Records from a data source
········
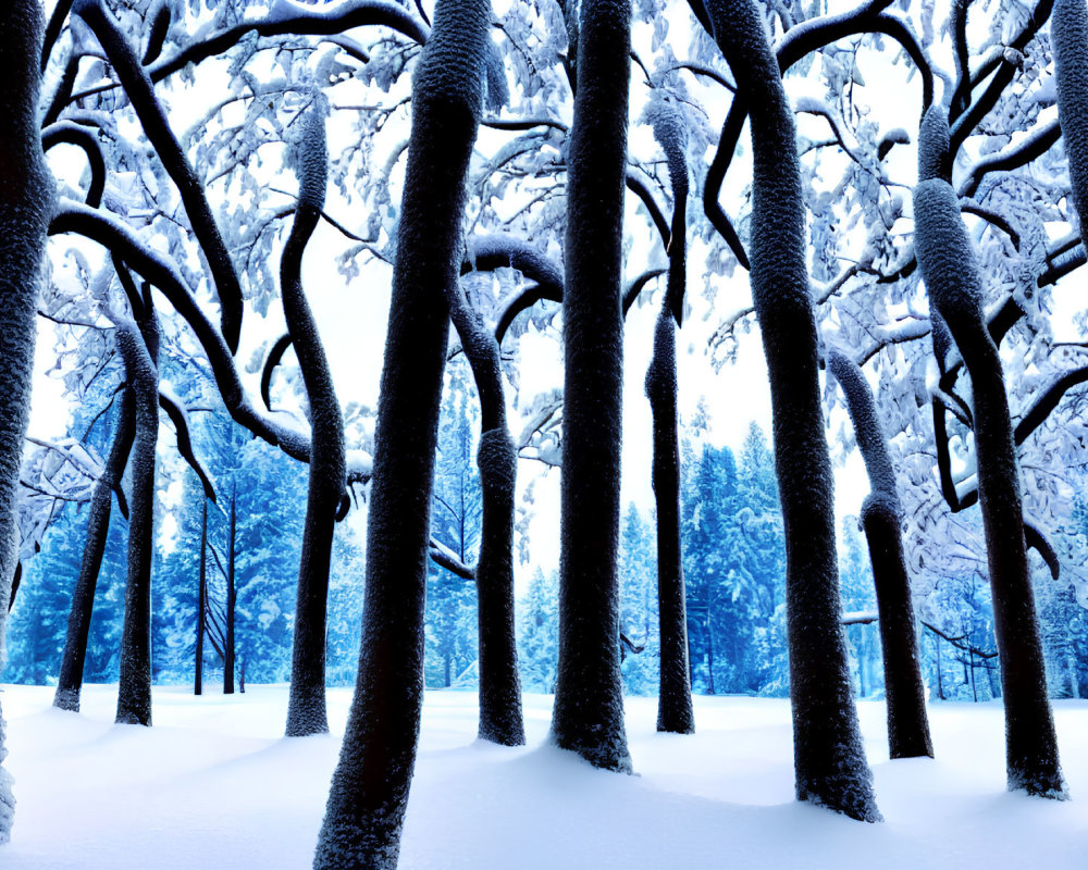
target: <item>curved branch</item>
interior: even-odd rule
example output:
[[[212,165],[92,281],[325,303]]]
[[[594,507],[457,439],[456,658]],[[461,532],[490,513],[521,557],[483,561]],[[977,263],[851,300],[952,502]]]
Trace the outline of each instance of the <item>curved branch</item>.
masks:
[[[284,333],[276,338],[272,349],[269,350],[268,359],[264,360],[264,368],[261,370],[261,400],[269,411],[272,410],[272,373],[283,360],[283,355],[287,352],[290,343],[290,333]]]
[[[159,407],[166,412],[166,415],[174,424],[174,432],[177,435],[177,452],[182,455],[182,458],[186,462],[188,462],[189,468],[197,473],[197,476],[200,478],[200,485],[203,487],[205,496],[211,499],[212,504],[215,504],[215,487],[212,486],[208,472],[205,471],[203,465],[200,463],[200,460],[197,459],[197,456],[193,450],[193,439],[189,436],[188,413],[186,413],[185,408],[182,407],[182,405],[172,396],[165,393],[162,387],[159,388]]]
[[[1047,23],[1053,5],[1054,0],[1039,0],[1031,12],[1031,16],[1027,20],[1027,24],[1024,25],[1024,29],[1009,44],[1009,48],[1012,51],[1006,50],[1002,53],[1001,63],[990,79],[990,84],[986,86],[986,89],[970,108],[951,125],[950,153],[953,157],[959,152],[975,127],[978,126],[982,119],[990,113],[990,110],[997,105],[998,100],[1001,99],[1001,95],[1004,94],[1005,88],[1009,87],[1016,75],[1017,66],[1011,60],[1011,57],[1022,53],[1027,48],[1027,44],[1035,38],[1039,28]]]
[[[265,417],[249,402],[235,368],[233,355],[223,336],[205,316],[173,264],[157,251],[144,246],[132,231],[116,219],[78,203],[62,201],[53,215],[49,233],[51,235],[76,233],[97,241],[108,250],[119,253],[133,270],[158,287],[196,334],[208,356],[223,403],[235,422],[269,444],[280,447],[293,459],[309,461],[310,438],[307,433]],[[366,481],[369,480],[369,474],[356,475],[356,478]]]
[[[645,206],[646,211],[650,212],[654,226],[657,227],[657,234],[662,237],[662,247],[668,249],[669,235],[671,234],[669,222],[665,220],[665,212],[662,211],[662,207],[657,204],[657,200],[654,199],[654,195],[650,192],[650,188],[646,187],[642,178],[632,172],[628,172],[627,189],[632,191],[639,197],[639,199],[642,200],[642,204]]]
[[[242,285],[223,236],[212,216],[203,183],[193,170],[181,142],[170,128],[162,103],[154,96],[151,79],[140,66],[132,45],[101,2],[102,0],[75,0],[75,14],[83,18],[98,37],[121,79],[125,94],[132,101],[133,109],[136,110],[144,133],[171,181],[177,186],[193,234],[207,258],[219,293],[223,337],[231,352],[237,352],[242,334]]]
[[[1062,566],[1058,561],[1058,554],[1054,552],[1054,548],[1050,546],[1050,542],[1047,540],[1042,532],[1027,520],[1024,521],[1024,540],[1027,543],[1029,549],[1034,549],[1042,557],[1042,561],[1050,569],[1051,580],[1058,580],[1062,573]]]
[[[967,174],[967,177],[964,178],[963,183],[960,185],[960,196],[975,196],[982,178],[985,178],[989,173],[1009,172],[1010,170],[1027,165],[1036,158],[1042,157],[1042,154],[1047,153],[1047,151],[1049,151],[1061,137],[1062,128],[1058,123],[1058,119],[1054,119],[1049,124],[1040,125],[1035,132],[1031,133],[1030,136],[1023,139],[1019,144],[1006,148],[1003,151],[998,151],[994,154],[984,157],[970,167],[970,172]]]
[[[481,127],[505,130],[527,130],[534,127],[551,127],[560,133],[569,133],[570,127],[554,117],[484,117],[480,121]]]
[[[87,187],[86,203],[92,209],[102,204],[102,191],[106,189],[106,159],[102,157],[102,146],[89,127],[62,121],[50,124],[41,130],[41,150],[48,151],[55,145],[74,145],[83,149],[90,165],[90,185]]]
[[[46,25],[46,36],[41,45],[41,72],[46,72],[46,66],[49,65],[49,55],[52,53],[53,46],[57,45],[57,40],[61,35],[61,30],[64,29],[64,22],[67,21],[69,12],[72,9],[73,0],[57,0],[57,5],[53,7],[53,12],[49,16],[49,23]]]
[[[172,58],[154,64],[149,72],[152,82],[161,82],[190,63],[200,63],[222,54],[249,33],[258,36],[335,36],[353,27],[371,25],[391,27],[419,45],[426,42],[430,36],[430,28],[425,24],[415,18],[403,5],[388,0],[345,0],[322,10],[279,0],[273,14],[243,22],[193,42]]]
········
§ WHAT YOU NEED TO DO: Substitute "bent twig" for "curved branch" throughout the listing above and leave everything else unchanged. Omit the pictures from your answer.

§ EXPECTED ANSWER:
target: <item>bent twig</item>
interior: even-odd rule
example output:
[[[212,165],[92,281],[325,303]]]
[[[594,507],[457,439],[456,658]],[[461,532],[490,513],[521,557],[483,561]],[[977,263],[851,300],[952,502]]]
Trace the outline of each instance of the <item>bent twig</item>.
masks:
[[[284,333],[276,338],[272,349],[269,350],[268,359],[264,360],[264,368],[261,370],[261,400],[269,411],[272,410],[272,373],[283,360],[283,355],[287,352],[290,343],[290,333]]]
[[[159,407],[166,412],[166,415],[174,424],[174,432],[177,435],[177,452],[182,455],[182,458],[186,462],[188,462],[189,468],[197,473],[197,476],[200,478],[200,485],[203,487],[205,496],[211,499],[212,504],[215,504],[215,487],[212,486],[208,472],[205,471],[203,465],[200,463],[200,460],[197,459],[197,456],[193,450],[193,439],[189,436],[188,413],[186,413],[185,408],[182,407],[182,405],[172,396],[165,393],[162,387],[159,388]]]
[[[1047,23],[1053,5],[1054,0],[1039,0],[1031,12],[1031,16],[1027,20],[1027,24],[1024,25],[1024,29],[1009,44],[1009,48],[1012,51],[1006,50],[1002,53],[1001,63],[990,79],[990,84],[986,86],[986,89],[970,108],[951,125],[950,153],[953,157],[959,152],[975,127],[978,126],[982,119],[990,113],[990,110],[997,105],[998,100],[1001,99],[1001,95],[1004,94],[1005,88],[1009,87],[1016,75],[1017,66],[1011,60],[1011,57],[1022,53],[1027,48],[1027,44],[1035,38],[1039,28]]]
[[[265,417],[249,402],[235,368],[233,355],[223,336],[205,316],[173,264],[157,251],[144,246],[132,231],[116,219],[78,203],[62,201],[53,215],[49,233],[51,235],[76,233],[97,241],[108,250],[119,253],[133,270],[158,287],[196,334],[208,356],[223,403],[235,422],[269,444],[280,447],[293,459],[309,461],[310,438],[307,433]],[[366,481],[369,480],[369,474],[356,475],[356,478]]]
[[[645,206],[646,211],[650,212],[654,226],[657,227],[657,234],[662,237],[662,247],[668,249],[669,235],[671,234],[669,222],[665,220],[665,212],[662,211],[662,207],[657,204],[657,200],[654,199],[654,195],[650,192],[650,188],[646,187],[642,178],[632,172],[628,172],[627,189],[632,191],[639,197],[639,199],[642,200],[642,204]]]
[[[242,285],[223,236],[212,216],[203,183],[193,170],[181,142],[170,128],[162,103],[154,96],[151,79],[140,66],[132,45],[101,2],[102,0],[75,0],[75,14],[83,18],[98,37],[121,79],[125,94],[132,101],[133,109],[136,110],[144,133],[171,181],[177,186],[193,234],[207,258],[219,293],[223,337],[231,352],[237,352],[242,334]]]
[[[1062,566],[1058,561],[1058,554],[1054,552],[1054,548],[1050,546],[1050,542],[1047,540],[1042,532],[1027,520],[1024,521],[1024,540],[1027,543],[1029,549],[1034,549],[1042,557],[1042,561],[1050,569],[1051,580],[1058,580],[1062,573]]]
[[[967,174],[967,177],[964,178],[963,183],[960,185],[960,196],[975,196],[982,178],[985,178],[989,173],[1009,172],[1010,170],[1027,165],[1036,158],[1042,157],[1042,154],[1047,153],[1047,151],[1049,151],[1061,137],[1062,128],[1058,123],[1058,119],[1054,119],[1049,124],[1040,125],[1035,132],[1031,133],[1030,136],[1023,139],[1019,144],[1006,148],[1003,151],[998,151],[994,154],[984,157],[970,167],[970,172]]]
[[[481,127],[505,130],[527,130],[534,127],[551,127],[560,133],[569,133],[570,127],[554,117],[484,117],[480,121]]]
[[[87,187],[86,203],[92,209],[102,204],[102,191],[106,189],[106,159],[102,157],[102,146],[89,127],[62,121],[50,124],[41,130],[41,150],[48,151],[55,145],[74,145],[83,149],[90,165],[90,185]]]
[[[46,25],[46,36],[41,45],[41,72],[46,72],[46,66],[49,65],[49,55],[52,53],[53,46],[57,45],[57,40],[61,35],[61,30],[64,29],[64,22],[67,21],[69,12],[72,9],[73,0],[57,0],[57,5],[53,7],[53,12],[49,16],[49,23]]]
[[[172,58],[154,64],[149,72],[152,82],[161,82],[190,63],[200,63],[222,54],[249,33],[258,36],[335,36],[353,27],[371,25],[391,27],[419,45],[426,42],[430,36],[430,28],[425,24],[415,18],[403,5],[388,0],[345,0],[322,10],[279,0],[273,14],[243,22],[193,42]]]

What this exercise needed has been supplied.